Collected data
++++++

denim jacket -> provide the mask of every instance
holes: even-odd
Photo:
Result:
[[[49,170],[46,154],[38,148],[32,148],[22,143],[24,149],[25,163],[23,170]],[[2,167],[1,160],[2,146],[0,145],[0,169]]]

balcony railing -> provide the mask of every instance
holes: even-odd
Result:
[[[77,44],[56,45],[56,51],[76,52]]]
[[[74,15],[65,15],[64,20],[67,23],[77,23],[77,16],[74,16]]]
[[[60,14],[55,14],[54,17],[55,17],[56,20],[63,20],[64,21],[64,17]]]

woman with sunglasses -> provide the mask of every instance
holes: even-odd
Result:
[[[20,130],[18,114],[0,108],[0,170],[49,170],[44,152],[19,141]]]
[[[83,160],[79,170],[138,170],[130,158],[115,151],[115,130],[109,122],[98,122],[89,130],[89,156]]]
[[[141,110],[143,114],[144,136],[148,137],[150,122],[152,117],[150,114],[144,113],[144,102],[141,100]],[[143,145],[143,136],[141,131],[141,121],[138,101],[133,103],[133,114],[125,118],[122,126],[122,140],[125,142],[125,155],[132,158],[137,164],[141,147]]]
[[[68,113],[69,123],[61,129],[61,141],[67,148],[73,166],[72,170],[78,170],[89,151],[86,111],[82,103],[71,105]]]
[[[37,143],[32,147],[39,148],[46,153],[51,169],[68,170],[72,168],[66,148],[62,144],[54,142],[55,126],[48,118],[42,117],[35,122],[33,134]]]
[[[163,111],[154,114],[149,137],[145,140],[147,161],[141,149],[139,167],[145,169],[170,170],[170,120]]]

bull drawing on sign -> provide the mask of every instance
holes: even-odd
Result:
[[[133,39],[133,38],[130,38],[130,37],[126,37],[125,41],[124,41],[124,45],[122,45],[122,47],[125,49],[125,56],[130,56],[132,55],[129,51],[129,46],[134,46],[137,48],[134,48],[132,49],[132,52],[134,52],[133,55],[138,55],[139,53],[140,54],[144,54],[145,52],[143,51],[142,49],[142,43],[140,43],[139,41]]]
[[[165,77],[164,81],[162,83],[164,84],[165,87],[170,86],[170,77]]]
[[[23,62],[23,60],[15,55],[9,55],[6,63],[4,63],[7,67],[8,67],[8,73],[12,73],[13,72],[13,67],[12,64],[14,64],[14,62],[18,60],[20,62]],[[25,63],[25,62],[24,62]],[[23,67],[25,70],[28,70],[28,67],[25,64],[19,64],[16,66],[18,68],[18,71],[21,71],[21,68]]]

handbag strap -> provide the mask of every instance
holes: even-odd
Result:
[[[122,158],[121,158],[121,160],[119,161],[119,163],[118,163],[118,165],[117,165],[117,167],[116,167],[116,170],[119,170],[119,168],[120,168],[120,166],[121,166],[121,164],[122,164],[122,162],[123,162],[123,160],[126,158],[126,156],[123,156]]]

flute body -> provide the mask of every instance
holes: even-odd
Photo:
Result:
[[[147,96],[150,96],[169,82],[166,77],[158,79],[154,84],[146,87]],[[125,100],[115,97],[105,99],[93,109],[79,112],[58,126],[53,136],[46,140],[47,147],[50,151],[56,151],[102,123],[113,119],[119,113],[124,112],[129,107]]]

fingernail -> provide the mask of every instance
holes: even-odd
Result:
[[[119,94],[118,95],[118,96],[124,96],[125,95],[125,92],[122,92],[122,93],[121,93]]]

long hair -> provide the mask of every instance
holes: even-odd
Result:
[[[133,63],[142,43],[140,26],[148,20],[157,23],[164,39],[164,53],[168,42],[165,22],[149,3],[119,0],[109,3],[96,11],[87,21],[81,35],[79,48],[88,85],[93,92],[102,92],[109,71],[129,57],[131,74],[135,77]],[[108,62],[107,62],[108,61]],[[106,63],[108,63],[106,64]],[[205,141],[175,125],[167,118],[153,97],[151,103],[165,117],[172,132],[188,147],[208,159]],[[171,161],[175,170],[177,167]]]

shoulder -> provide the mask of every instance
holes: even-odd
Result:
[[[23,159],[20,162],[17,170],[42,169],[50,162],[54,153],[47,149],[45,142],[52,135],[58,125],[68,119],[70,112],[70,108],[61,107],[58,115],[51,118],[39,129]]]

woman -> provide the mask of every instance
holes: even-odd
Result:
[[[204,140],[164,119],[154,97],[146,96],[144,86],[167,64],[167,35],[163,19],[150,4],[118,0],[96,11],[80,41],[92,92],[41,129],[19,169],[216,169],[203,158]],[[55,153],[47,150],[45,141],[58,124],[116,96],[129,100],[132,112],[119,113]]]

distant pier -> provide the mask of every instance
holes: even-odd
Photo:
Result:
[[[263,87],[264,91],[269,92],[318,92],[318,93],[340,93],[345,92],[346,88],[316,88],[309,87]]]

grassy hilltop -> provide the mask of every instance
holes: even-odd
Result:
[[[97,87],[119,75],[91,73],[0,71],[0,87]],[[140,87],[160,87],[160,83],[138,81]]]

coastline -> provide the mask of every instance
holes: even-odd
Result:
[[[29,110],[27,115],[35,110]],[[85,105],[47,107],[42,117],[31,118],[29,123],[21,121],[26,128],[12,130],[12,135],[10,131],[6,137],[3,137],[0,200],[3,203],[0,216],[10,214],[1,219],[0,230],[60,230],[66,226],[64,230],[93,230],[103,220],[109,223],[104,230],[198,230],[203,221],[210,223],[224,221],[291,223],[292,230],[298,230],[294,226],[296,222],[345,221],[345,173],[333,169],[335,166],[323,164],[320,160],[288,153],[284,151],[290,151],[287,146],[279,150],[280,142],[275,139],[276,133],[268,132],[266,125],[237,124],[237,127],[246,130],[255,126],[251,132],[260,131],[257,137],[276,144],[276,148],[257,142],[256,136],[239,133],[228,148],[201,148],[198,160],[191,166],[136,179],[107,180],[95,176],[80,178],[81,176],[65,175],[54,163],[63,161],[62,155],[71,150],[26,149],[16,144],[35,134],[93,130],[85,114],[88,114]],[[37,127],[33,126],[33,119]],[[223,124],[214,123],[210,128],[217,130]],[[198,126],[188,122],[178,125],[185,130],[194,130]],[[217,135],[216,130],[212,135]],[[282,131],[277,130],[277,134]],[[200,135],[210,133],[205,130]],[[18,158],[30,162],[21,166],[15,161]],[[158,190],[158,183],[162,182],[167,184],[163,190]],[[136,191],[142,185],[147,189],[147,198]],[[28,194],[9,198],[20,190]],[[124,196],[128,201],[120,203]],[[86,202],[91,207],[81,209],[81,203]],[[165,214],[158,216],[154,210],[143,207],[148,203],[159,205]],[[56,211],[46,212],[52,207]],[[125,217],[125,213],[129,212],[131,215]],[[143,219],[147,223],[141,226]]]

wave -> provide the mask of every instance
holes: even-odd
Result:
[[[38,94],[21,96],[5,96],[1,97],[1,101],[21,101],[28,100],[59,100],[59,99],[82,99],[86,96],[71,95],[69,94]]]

++++++

**WORK TO DO**:
Can you turn every line of the entries above into a Markdown table with two columns, "Row" and "Line", numbering each line and leaving out the blank ones?

**FINAL RESULT**:
| Row | Line |
|---|---|
| 1 | denim jacket -> provide the mask of every instance |
| 2 | holes: even-odd |
| 3 | Photo: |
| 4 | Result: |
| 5 | [[[49,170],[46,154],[38,148],[32,148],[22,143],[24,149],[25,163],[23,170]],[[2,167],[1,160],[2,146],[0,145],[0,169]]] |
| 6 | balcony railing -> provide the mask of every instance |
| 7 | holes: even-odd |
| 8 | Result: |
| 9 | [[[77,44],[56,45],[56,51],[76,52]]] |
| 10 | [[[74,15],[65,15],[64,20],[67,23],[77,23],[77,16],[74,16]]] |
| 11 | [[[60,14],[55,14],[54,17],[55,17],[56,20],[63,20],[64,21],[64,17]]] |
| 12 | woman with sunglasses -> provide the mask of every instance |
| 13 | holes: even-odd |
| 14 | Result: |
| 15 | [[[20,130],[18,114],[0,108],[0,170],[49,170],[44,152],[19,141]]] |
| 16 | [[[83,160],[79,170],[138,170],[130,158],[115,151],[115,130],[109,122],[98,122],[89,130],[89,156]]] |
| 17 | [[[141,110],[143,114],[144,136],[148,137],[150,122],[152,117],[150,114],[144,113],[144,102],[141,100]],[[143,145],[143,136],[141,131],[141,121],[138,101],[133,103],[133,114],[125,118],[122,126],[122,140],[125,142],[125,155],[132,158],[137,164],[141,147]]] |
| 18 | [[[68,113],[69,123],[61,129],[61,141],[67,148],[73,166],[72,170],[78,170],[89,151],[86,111],[82,103],[71,105]]] |
| 19 | [[[37,143],[32,147],[39,148],[46,153],[51,169],[68,170],[72,168],[66,148],[62,144],[54,142],[55,126],[48,118],[42,117],[35,122],[33,134]]] |
| 20 | [[[163,111],[154,114],[149,137],[145,140],[147,161],[141,149],[139,167],[145,169],[170,170],[170,120]]] |
| 21 | bull drawing on sign -> provide the mask of every instance |
| 22 | holes: even-odd |
| 23 | Result: |
| 24 | [[[133,39],[133,38],[130,38],[130,37],[126,37],[125,41],[124,41],[124,45],[122,45],[122,47],[125,49],[125,56],[130,56],[132,55],[129,51],[129,46],[134,46],[137,48],[134,48],[132,49],[132,52],[134,52],[133,55],[138,55],[139,53],[140,54],[144,54],[145,52],[143,51],[142,49],[142,43],[140,43],[139,41]]] |
| 25 | [[[165,77],[164,81],[162,83],[164,84],[165,87],[170,86],[170,77]]] |
| 26 | [[[23,62],[23,60],[15,55],[9,55],[6,63],[4,63],[7,67],[8,67],[8,73],[12,73],[13,72],[13,67],[12,64],[14,64],[14,62],[18,60],[20,62]],[[25,63],[25,62],[24,62]],[[23,67],[25,70],[28,70],[28,67],[25,64],[19,64],[16,66],[18,68],[18,71],[21,71],[21,68]]] |
| 27 | handbag strap -> provide the mask of every instance |
| 28 | holes: even-odd |
| 29 | Result: |
| 30 | [[[122,158],[121,158],[121,160],[119,161],[119,163],[118,163],[118,165],[117,165],[117,167],[116,167],[116,170],[119,170],[119,168],[120,168],[120,166],[121,166],[121,164],[122,164],[122,162],[123,162],[123,160],[126,158],[126,156],[123,156]]] |
| 31 | flute body -> provide the mask of every instance |
| 32 | holes: even-odd |
| 33 | Photo: |
| 34 | Result: |
| 35 | [[[147,96],[150,96],[169,82],[166,77],[158,79],[154,84],[146,87]],[[125,100],[115,97],[105,99],[93,109],[79,112],[58,126],[53,136],[46,140],[47,147],[50,151],[56,151],[102,123],[113,119],[119,113],[124,112],[129,107]]] |
| 36 | fingernail -> provide the mask of every instance |
| 37 | holes: even-odd |
| 38 | Result: |
| 39 | [[[119,94],[118,95],[118,96],[124,96],[125,95],[125,92],[122,92],[122,93],[121,93]]] |
| 40 | long hair -> provide the mask of every instance |
| 41 | holes: even-odd |
| 42 | Result: |
| 43 | [[[133,63],[142,43],[140,26],[148,20],[157,23],[164,39],[164,53],[168,42],[165,22],[149,3],[119,0],[109,3],[96,11],[87,21],[81,35],[79,48],[88,85],[93,92],[102,92],[109,71],[129,57],[131,74],[135,77]],[[108,62],[107,62],[108,61]],[[106,63],[108,63],[106,64]],[[205,141],[175,125],[167,118],[153,97],[151,103],[165,117],[172,132],[188,147],[208,159]],[[171,161],[175,170],[177,167]]] |
| 44 | shoulder -> provide the mask of every instance |
| 45 | holes: even-odd |
| 46 | Result: |
| 47 | [[[23,159],[20,162],[17,170],[42,169],[50,162],[54,153],[47,149],[45,142],[52,135],[58,125],[68,119],[70,112],[70,108],[61,107],[58,115],[51,118],[39,129]]] |
| 48 | woman -> provide the mask of every instance |
| 49 | holes: even-odd |
| 50 | Result: |
| 51 | [[[204,140],[164,119],[154,97],[146,96],[144,86],[167,64],[167,35],[163,19],[150,4],[118,0],[96,11],[80,41],[92,92],[41,129],[19,169],[216,169],[203,158]],[[55,153],[47,150],[45,141],[58,124],[116,96],[129,100],[132,112],[119,113]]] |
| 52 | distant pier -> provide the mask of every instance |
| 53 | holes: even-odd |
| 54 | Photo: |
| 55 | Result: |
| 56 | [[[263,87],[264,91],[269,92],[318,92],[318,93],[340,93],[345,92],[346,88],[316,88],[309,87]]] |
| 57 | grassy hilltop -> provide the mask of every instance |
| 58 | holes: even-odd |
| 59 | Result: |
| 60 | [[[97,87],[119,75],[91,73],[0,71],[0,87]],[[140,87],[160,87],[160,83],[138,81]]] |
| 61 | coastline -> provide the mask of every instance |
| 62 | holes: even-odd |
| 63 | Result: |
| 64 | [[[29,110],[27,115],[35,110]],[[85,105],[47,107],[42,117],[31,118],[29,123],[21,121],[26,128],[12,130],[12,135],[10,131],[6,137],[3,137],[0,200],[3,203],[0,216],[10,214],[1,219],[0,230],[60,230],[66,226],[64,230],[93,230],[103,220],[109,223],[104,230],[198,230],[203,221],[210,223],[224,221],[291,223],[292,230],[298,230],[294,226],[296,222],[345,221],[345,173],[333,169],[335,166],[323,164],[320,160],[288,153],[284,151],[290,151],[287,146],[279,150],[280,142],[275,139],[276,133],[268,132],[266,125],[237,124],[237,127],[246,130],[255,126],[251,132],[260,131],[257,137],[276,144],[276,148],[257,142],[256,136],[239,133],[228,148],[201,148],[198,160],[191,166],[136,179],[107,180],[95,176],[80,178],[81,176],[65,175],[54,163],[63,161],[62,155],[71,150],[26,149],[16,144],[35,134],[93,130],[85,114],[88,114]],[[37,127],[33,126],[33,119]],[[223,124],[214,123],[210,128],[217,130]],[[198,126],[188,122],[178,125],[185,130],[194,130]],[[217,135],[216,130],[212,135]],[[282,131],[277,130],[277,134]],[[200,135],[210,133],[205,130]],[[18,158],[30,162],[21,166],[15,161]],[[158,190],[158,183],[162,182],[167,184],[163,190]],[[136,191],[142,185],[147,189],[147,198]],[[28,194],[9,198],[20,190]],[[124,196],[128,201],[120,203]],[[86,202],[91,207],[81,209],[81,203]],[[165,214],[158,216],[154,210],[143,207],[148,203],[159,205]],[[56,211],[46,212],[52,207]],[[125,217],[125,213],[129,212],[131,215]],[[143,219],[147,223],[141,226]]] |
| 65 | wave -> provide the mask of every instance |
| 66 | holes: even-odd |
| 67 | Result: |
| 68 | [[[38,94],[21,96],[5,96],[1,97],[1,101],[21,101],[28,100],[59,100],[59,99],[82,99],[86,96],[71,95],[69,94]]] |